**Angegebenes Ziel 1:** Nenne jede Zeile der Datensätze, in der die Zeichenfolge „green“ vorkommt, und übernimm sie unverändert. Groß- und Kleinschreibung ist dabei zu beachten.

-- -- --

# Samba 3.0 Insatllation



## supersorc (19. Oktober 2003)

Hallo,
ich bin leider noch ein linux neuling, ich habe seit ca. 1 monat mandrake 9.1 und wollte mir jetzt die aktuelle version samba 3.0 installieren.
Nach dem dowload habe ich alles entpackt, danach als root-user config aufgerufen, hat auch alles ohne fehlermeldung geklappt und dann make install ausgeführt, auch dies lief ohne fehlermeldungen ab, allerdings wird mir bei LinNeighborhood immer noch "samba server 2.2.7a" angezeigt.
Kann mir einer sagen was ich falsch mache oder was ich noch ausführen muss ?
Für einen tip wäre ich sehr dankbar !

Gruß christian


----------



## won_gak (19. Oktober 2003)

Hast du den daemon schon neugestartet?

Ich weiß zwar nicht wie es bei mandrake aussieht, aber hast du auch bei der Kompilierung bei --prefix= das richtige Verzeichnis angegeben?


----------



## supersorc (19. Oktober 2003)

Hallo,
welchen daemon ?
bei kompilieren habe ich kein prefix bzw. verzeichnis angegeben, welches sollte man denn da angeben ?

Gruß Christian


----------



## won_gak (19. Oktober 2003)

Naja, der Samba Server sollte ja ein daemon sein, obwohl ich mit Samba null Erfahrung habe. Den daemon musst du neu starten.

Ich weiß nicht in welchem Verzeichnis Samba bei Mandrake residiert. Da musst du mal googlen ("Samba 3.0 mandrake howto"), oder warten bis sich jemand mit mehr Erfahrung hier meldet.


----------

-- -- --

**Angegebenes Ziel 2:**
Beantworte anhand des Threads zur Samba-Installation oben:
(a) Welche Mandrake-Version verwendet supersorc seit etwa einem Monat?
(b) Welche Serverversion zeigt LinNeighborhood nach dem make install weiterhin an?
(c) Nach welchem Begriff soll laut won_gak gegoogelt werden?

-- -- --

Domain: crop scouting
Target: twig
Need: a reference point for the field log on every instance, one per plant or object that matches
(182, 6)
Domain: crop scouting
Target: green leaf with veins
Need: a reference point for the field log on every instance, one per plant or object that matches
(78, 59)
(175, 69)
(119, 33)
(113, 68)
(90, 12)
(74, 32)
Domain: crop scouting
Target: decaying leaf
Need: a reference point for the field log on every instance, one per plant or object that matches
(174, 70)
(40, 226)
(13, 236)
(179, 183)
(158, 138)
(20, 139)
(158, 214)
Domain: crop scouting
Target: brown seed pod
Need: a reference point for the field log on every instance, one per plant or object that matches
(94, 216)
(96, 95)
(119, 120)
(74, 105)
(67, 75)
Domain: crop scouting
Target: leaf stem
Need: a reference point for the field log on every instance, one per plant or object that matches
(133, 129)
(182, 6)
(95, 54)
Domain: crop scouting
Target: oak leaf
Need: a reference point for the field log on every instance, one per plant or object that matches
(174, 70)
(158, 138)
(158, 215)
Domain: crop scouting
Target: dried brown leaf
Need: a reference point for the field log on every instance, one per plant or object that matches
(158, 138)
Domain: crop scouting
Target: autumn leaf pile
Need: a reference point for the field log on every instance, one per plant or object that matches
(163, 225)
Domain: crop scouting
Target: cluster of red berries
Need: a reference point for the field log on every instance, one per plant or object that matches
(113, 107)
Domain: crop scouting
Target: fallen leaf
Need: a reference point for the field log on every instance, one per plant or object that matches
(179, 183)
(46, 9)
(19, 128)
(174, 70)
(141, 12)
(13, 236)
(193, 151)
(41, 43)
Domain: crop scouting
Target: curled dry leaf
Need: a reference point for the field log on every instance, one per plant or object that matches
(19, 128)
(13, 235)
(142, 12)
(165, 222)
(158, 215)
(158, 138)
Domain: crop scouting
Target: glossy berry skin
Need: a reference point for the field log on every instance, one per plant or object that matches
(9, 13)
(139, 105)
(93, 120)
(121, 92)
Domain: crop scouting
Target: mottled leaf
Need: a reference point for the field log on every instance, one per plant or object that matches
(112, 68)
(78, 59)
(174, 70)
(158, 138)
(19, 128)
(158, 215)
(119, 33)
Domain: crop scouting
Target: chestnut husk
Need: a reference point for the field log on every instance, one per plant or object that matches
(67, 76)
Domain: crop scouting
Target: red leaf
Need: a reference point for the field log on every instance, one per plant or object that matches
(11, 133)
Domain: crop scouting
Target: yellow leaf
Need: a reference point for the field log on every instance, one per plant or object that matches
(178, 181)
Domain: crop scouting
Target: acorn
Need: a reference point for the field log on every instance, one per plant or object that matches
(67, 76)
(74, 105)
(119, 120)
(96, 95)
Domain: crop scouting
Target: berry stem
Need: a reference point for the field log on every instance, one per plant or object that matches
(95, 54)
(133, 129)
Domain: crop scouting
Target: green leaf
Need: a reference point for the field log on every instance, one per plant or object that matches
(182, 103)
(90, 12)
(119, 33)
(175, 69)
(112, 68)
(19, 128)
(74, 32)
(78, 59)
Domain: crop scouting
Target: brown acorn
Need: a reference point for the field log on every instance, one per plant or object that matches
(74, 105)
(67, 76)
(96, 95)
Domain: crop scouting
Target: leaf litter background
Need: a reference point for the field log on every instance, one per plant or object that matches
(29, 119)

-- -- --

**Endgültige Antwort 1:**
Target: green leaf with veins
Target: green leaf

**Endgültige Antwort 2:**
(a) Mandrake 9.1
(b) „samba server 2.2.7a“
(c) „Samba 3.0 mandrake howto“